■ Exercise passage:
┄┄┄┄┄┄┄┄┄┄

Important results, to some extent revealing the mechanisms of the relationship between SARS-COV-2 and autoimmune pathology, were obtained in the process of in-depth immunophenotyping of B cells [37]. It has been established that, in patients with severe COVID-19, the extrafollicular pathway of the B-cell immune response, which is typical of patients with severe systemic lupus erythematosus, was activated. It remains unclear whether the extrafollicular pathway of the B-cell immune response is a cause or a consequence of the severe course of COVID-19 and systemic lupus erythematosus and how its involvement affects the overproduction of proinflammatory mediators and autoantibodies.

At present, despite the colossal number of open and randomized controlled trials, the management of patients with COVID-19 remains empirical in nature and needs to be improved. Obviously, the main trend of pharmacotherapy of COVID-19, as well as other viral infections, is associated with the implementation of a preventive strategy (vaccination) and the use of antiviral drugs with proven efficacy, and in patients with COVID-19-associated hyperinflammatory syndrome, rational anti-inflammatory therapy. It can be assumed that, in COVID-19, anti-inflammatory therapy is most effective during the short period between the end of the viremia phase, when the cytopathic effect of the virus determines the formation of the early (protective but not always effective) antiviral immune response, and the beginning of the transformation of the immune response in some patients into the hyperimmune phase progressing towards COVID-19-associated hyperinflammatory syndrome (cytokine storm). Drugs that have both antiviral and immunomodulatory effects may be optimal for the treatment of those patients who are at risk of developing hyperinflammation. In the context of improving immunomodulatory personalized therapy based on the concept of taxonomy of cytokine-dependent diseases [38], intensive research is ongoing aimed at finding leading molecular and therapeutic targets in COVID-19.

┄┄┄┄┄┄┄┄┄┄

■ Data section:
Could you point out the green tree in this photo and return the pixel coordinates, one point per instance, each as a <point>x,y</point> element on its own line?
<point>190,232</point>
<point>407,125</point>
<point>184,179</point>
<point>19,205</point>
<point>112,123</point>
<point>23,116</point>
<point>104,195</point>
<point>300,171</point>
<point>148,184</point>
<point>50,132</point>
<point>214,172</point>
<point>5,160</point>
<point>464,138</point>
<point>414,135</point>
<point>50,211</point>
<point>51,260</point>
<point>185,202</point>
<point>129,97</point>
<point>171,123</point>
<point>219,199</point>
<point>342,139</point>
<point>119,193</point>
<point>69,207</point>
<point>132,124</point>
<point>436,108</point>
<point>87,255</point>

┄┄┄┄┄┄┄┄┄┄

■ Your goal:
Please answer these questions from the COVID-19 passage:
1. Which pathway of the B-cell immune response was activated in patients with severe COVID-19?
2. What preventive strategy is named in the main trend of COVID-19 pharmacotherapy?
3. What other name does the passage give for COVID-19-associated hyperinflammatory syndrome?
The items have no connection to the text.

■ Answer to the exercise:
1. The extrafollicular pathway
2. Vaccination
3. Cytokine storm